===== Okuma Metni =====

Denver Nuggets: Diriliş
2021-22 sezonu Denver Nuggets için pek iç açıcı değildi. Nikola Jokic’in saz arkadaşları Jamal Murray ve Michael Porter sakatlanınca Denver’ın tavanı çok kısıtlandı. Nikola Jokic bu takımı bir şekilde playofflara taşısa da playofflarda Golden State Warriors‘a diş geçiremediler. Şimdi Jamal Murray ve Michael Porter’ın dönüşüyle Denver Nuggets diriliş dönemine girdi. İlk 7 maçta 4 galibiyet alan Denver, şu anda tam kapasiteyle oynamıyor bile. Jamal Murray’in tekrardan formunu bulması sezonun potansiyelini iyice yükseltebilir.
Detroit Pistons: İnşa
Ligdeki en parlak yapılanma takımlarından birisi olan Detroit Pistons, 2022 yazında önemli hamlelere imza attı. Drafttan Jaden Ivey ve Jalen Duren seçerek genç çekirdeği kuvvetlendiren Pistons, aynı zamanda Bojan Bogdanovic takasıyla müthiş bir veteranı kadrosuna kattı. Pistons’ta yapılanma süreci şu ana kadar mükemmel ilerliyor. Kısa sürede genç çekirdeğini tamamlama noktasına gelen Pistons, Cade Cunningham’ın etrafında yeni bir yapı inşa ediyor. Şu ana kadar kağıt üstünde her şey olumlu ancak bu süreç tamamlanmış değil.

===== Kayıtlı Satırlar =====

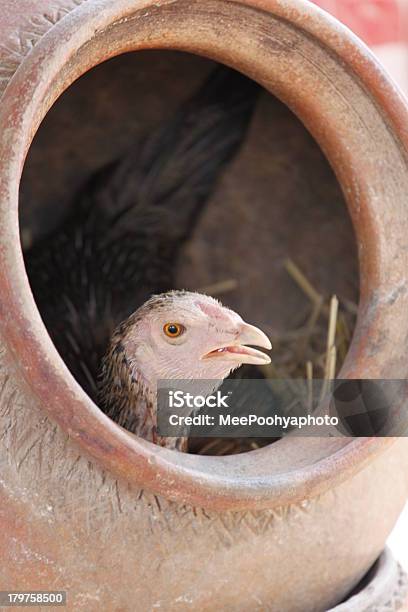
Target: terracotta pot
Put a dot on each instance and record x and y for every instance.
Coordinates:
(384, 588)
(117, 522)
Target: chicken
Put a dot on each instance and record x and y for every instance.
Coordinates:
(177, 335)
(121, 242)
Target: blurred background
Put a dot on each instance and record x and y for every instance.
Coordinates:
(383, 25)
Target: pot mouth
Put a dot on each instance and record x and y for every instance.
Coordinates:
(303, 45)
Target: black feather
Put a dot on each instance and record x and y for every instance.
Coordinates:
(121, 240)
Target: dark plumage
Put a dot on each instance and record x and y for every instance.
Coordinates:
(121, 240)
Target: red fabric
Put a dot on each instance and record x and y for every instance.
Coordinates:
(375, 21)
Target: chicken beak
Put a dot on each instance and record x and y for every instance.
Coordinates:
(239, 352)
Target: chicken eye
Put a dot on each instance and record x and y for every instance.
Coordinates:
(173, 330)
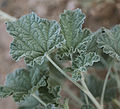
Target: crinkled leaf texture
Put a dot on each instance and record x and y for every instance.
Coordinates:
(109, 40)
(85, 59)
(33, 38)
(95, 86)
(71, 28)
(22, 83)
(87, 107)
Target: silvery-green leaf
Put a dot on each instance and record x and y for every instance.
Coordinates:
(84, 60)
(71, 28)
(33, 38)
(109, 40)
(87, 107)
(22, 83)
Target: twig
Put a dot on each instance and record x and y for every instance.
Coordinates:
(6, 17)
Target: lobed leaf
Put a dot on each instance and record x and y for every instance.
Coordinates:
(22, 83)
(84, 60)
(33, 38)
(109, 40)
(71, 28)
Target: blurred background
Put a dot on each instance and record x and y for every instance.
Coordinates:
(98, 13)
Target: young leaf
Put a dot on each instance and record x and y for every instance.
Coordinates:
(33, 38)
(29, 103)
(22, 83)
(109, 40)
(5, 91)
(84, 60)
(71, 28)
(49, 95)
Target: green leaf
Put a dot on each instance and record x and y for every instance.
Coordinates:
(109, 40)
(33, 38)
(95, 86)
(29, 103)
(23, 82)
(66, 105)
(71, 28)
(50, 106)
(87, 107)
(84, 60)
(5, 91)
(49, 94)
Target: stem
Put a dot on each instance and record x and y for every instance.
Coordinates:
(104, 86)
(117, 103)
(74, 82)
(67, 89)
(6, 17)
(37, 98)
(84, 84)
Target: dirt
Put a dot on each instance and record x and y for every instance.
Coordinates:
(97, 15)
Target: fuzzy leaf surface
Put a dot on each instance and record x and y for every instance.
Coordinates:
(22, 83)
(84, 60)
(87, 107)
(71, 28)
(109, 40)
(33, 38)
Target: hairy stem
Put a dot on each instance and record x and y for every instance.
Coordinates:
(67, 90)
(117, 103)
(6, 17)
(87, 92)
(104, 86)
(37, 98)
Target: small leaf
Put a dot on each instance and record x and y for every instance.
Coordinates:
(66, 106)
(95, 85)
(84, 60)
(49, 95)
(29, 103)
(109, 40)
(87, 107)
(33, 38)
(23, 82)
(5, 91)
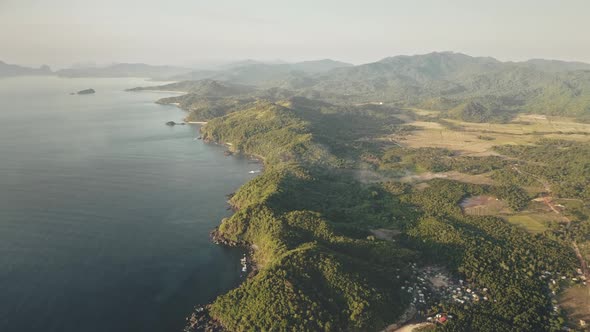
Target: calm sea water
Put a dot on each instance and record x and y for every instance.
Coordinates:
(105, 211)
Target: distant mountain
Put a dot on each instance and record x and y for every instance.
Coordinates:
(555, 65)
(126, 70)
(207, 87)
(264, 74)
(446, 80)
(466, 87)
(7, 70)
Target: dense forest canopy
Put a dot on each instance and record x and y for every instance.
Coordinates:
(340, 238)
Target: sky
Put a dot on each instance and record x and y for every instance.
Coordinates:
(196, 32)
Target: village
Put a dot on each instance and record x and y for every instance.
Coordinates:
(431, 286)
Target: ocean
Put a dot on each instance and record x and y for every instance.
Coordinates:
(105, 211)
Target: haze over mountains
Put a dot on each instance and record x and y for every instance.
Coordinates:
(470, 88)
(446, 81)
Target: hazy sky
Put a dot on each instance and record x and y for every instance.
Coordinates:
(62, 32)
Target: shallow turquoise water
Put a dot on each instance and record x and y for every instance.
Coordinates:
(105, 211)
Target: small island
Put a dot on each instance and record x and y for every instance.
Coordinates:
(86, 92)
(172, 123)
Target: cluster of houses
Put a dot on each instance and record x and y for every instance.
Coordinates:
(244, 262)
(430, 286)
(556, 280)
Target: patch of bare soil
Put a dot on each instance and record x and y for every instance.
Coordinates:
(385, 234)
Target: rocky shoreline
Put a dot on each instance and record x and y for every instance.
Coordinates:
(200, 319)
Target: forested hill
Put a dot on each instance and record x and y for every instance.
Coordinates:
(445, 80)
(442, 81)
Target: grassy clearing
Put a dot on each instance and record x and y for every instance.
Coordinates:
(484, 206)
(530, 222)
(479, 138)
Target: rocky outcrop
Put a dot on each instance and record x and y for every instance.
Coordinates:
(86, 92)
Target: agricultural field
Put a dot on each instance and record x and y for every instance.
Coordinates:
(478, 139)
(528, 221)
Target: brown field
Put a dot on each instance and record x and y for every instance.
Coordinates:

=====
===== Kayıtlı Satırlar =====

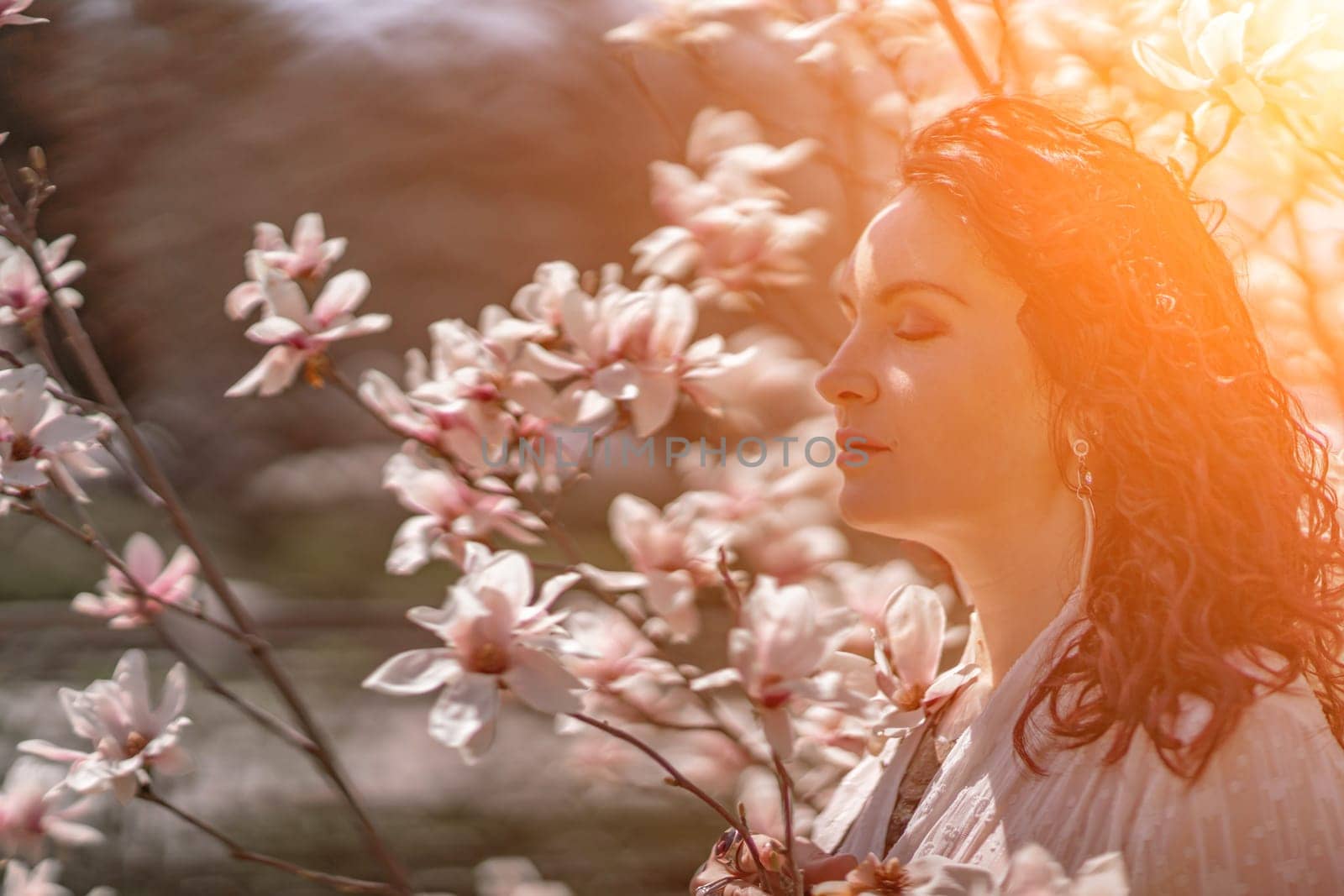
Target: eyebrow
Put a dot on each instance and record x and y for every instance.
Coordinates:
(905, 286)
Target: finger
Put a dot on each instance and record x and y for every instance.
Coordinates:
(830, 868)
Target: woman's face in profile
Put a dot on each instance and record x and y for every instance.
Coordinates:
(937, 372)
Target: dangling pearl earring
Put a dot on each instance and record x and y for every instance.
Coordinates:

=====

**Görev Listesi:**
A – NBA takımları hakkındaki metinde "Detroit Pistons: İnşa" sözcükleriyle başlayıp "süreç tamamlanmış değil." sözcüklerine kadar süren bölümü aynen kopyalayın.
B – NBA takımları hakkındaki metne göre Detroit Pistons drafttan hangi oyuncuları seçti?
C – NBA takımları hakkındaki metnin bir sonraki bölümünü, metnin bittiği yerden başlayarak yazın.

**Görev Yanıtları:**
A –
Detroit Pistons: İnşa
Ligdeki en parlak yapılanma takımlarından birisi olan Detroit Pistons, 2022 yazında önemli hamlelere imza attı. Drafttan Jaden Ivey ve Jalen Duren seçerek genç çekirdeği kuvvetlendiren Pistons, aynı zamanda Bojan Bogdanovic takasıyla müthiş bir veteranı kadrosuna kattı. Pistons’ta yapılanma süreci şu ana kadar mükemmel ilerliyor. Kısa sürede genç çekirdeğini tamamlama noktasına gelen Pistons, Cade Cunningham’ın etrafında yeni bir yapı inşa ediyor. Şu ana kadar kağıt üstünde her şey olumlu ancak bu süreç tamamlanmış değil.

B – Jaden Ivey ve Jalen Duren.

C –
Golden State Warriors: Sarhoş
2021-22 sezonunu şampiyon tamamlayan Golden State Warriors, yeni sezona beklentilerin çok altında girdi. Warriors’ın zafer sarhoşluğu bir yana, rotasyonun önemli parçaları takımdan ayrıldı ve genç oyuncular şu anda Warriors sistemine uyum sağlamakta güçlük çekiyor. James Wiseman gibi isimler tecrübe eksiğinden ötürü sahada ne yaptığından bihaber. Bu yüzden parkede alışılmışın dışında bir Warriors var. Bununla birlikte Draymond Green – Jordan Poole kavgası da takıma zarar verdi. Warriors oyuncularının şu anda “playofflar gelsin işimize bakarız” mantalitesinde olduğunu düşünüyorum.
Houston Rockets: Arayış
NBA’deki yapılanma takımlarından bir diğeriyse Houston Rockets. Yakın zaman önce James Harden’ı takaslayarak tanking sürecine girdiğini tescilleyen Rockets, aslında hiç fena olmayan bir çekirdek kurdu. Jalen Green, Jabari Smith, Alperen Şengün, Tari Eason gibi genç isimler önemli potansiyel vadediyor ancak Rockets’ta hala bir şeyler eksik. Koç Stephen Silas’ın varlığı bu takımı sekteye uğratıyor. Rockets, bireysel yetenek anlamında yol kat etti ancak bu malzemelerden nasıl yemek yapacağını henüz çözemedi. Hala arayış sürecindeler.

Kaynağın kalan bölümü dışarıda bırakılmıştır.